_WHAT THIS TASK INVOLVES_
Restate word for word every entry that appears below, skipping its pictures.

_LISTED RECORDS_

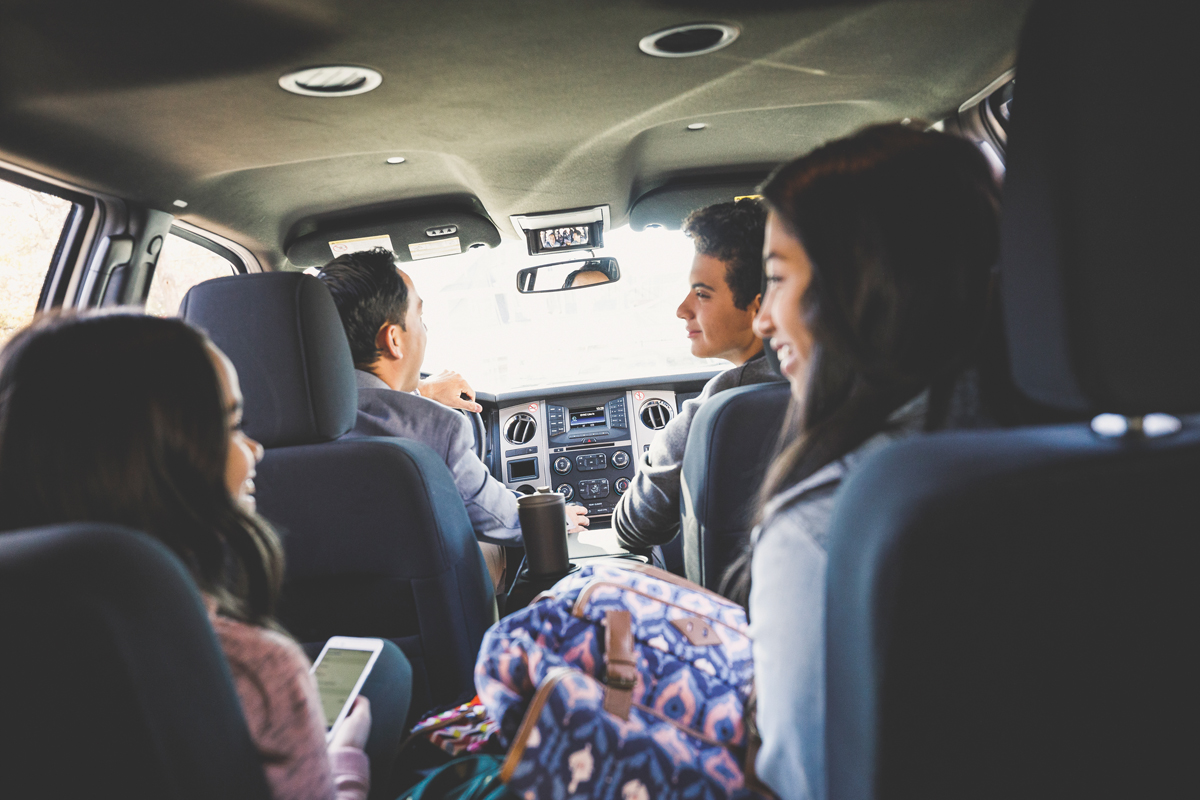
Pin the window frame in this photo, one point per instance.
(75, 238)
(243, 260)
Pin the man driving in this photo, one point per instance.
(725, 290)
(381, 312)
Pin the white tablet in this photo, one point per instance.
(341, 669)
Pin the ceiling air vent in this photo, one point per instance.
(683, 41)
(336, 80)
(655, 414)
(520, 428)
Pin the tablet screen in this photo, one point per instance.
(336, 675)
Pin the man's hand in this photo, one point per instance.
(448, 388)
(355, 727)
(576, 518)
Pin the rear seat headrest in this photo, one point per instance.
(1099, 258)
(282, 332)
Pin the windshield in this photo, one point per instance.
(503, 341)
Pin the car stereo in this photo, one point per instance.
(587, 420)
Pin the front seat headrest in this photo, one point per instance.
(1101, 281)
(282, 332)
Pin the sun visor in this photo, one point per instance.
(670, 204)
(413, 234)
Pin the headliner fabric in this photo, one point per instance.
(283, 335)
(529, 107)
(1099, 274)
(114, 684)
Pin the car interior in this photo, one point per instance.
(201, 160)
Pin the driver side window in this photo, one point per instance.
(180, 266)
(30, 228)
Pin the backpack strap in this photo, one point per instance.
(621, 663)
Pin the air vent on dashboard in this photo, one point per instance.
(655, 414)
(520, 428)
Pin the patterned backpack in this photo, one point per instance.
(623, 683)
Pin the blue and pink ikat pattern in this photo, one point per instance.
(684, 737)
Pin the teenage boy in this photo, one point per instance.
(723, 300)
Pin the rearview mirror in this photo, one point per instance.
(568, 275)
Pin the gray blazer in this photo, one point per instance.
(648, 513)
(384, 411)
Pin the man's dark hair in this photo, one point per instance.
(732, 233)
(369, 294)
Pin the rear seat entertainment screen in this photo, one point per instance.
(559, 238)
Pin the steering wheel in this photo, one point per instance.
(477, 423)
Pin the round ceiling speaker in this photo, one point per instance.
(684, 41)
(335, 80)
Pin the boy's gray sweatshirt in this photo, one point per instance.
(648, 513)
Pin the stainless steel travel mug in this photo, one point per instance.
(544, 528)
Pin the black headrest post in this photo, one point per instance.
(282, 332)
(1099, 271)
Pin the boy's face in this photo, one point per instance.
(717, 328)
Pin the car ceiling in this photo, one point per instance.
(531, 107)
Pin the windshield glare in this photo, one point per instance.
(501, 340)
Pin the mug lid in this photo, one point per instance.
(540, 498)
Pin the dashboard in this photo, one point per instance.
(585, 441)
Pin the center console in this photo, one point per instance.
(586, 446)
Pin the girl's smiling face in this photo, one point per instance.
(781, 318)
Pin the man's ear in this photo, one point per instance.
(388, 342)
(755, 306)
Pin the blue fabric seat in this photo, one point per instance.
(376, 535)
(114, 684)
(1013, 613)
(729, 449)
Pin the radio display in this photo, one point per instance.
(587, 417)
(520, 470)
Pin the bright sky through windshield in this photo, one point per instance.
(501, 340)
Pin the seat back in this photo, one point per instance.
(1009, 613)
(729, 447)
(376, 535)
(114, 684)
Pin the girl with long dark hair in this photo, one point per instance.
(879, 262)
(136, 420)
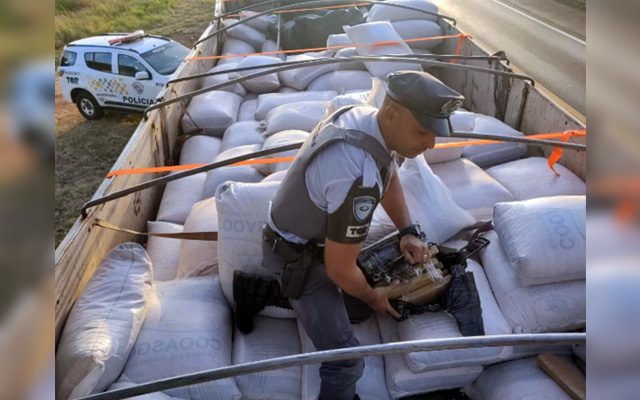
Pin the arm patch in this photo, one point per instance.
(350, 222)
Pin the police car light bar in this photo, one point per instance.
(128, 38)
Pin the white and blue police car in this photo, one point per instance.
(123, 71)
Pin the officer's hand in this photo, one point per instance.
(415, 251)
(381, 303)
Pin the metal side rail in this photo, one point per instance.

_ANSWER TO THIS PROBLEM_
Pin the window frame in this photo, one point per instance.
(75, 238)
(243, 260)
Pin the man driving in this photo, one point per instance.
(725, 290)
(381, 312)
Pin the white tablet in this photo, one point per instance.
(341, 669)
Pin the ceiling air vent in this photo, one point per instance.
(683, 41)
(336, 80)
(655, 414)
(520, 428)
Pin the tablet screen in this photo, one point per instance.
(336, 675)
Pin the man's hand in this photo, one point per instance.
(448, 388)
(355, 727)
(576, 518)
Pin the rear seat headrest in this photo, one point per instance.
(1099, 258)
(282, 332)
Pin the windshield in this photo, one point per instance.
(503, 341)
Pin the car stereo in this photo, one point per instance.
(587, 420)
Pin the front seat headrest in this photo, one point per instance.
(1101, 281)
(282, 332)
Pin the sun visor in this photo, one point per instance.
(670, 204)
(413, 234)
Pin the headliner fabric in this photo, one point per instance.
(283, 335)
(529, 107)
(1099, 274)
(114, 684)
Pin the car interior in this photo, one point per instance.
(201, 160)
Pin the driver side window in this photo, one point per instance.
(180, 266)
(30, 228)
Pin the backpack strap in this photo, one point per instance.
(621, 663)
Pin the air vent on dashboard in this photo, one point per instance.
(655, 414)
(520, 428)
Pin the patterned backpack in this photo, one point per instance.
(623, 683)
Pin the blue and pink ikat pattern in this photo, one point per instance.
(684, 737)
Pin the teenage boy in this photo, one point per instance.
(723, 300)
Pin the rearview mirror in this photo, one point per instance.
(568, 275)
Pin the gray blazer in this photo, one point per instance.
(648, 513)
(384, 411)
Pin the man's dark hair in this photo, one point per instance.
(732, 233)
(369, 294)
Pin the rear seat entertainment screen in this photo, one point per instance.
(559, 238)
Pin the steering wheel in this photo, one point per instance.
(477, 423)
Pin the round ceiling speaker in this photo, one point per instance.
(684, 41)
(335, 80)
Pin the boy's gray sweatshirt in this photo, one point per instance.
(648, 513)
Pin the stainless steel travel mug in this photo, one point per instance.
(544, 528)
Pin the black headrest post in this photo, one point per instance.
(282, 332)
(1099, 271)
Pin the boy's face in this photo, one point per instance.
(717, 328)
Pin the car ceiling in this photo, one point per instance.
(531, 107)
Pin the windshield glare in this photo, one point per instance.
(501, 340)
Pin the mug lid in this photo, one point per instance.
(540, 498)
Pin the dashboard in this photo, one point per instance.
(585, 441)
Pin the center console in this photo, one point per instance.
(586, 446)
Pin the girl's smiling face in this photo, one point per instance.
(781, 318)
Pin the man's ear in this photo, one point per instance.
(388, 342)
(755, 306)
Pin the blue fabric seat in this photo, one point per instance.
(376, 535)
(114, 684)
(1013, 613)
(729, 449)
Pin the radio display in this photo, one point per instance.
(587, 417)
(520, 470)
Pin the bright sky through windshield in this photo, one point per instance.
(501, 340)
Pin the seat back in this photo, one point per instance.
(1009, 613)
(729, 447)
(376, 535)
(114, 684)
Pin the girl with long dark hair in this photo, one point per instance.
(879, 262)
(136, 420)
Pin the arm patch in this photo, one point per instance.
(350, 222)
Pin the police car light bar in this photo, one point per instance.
(128, 38)
Pin the white and blue police car in this photo, one point per instance.
(123, 71)
Pin the officer's hand in this photo, one point per instance.
(415, 251)
(381, 303)
Pin the metal side rail in this photo, one point per instance.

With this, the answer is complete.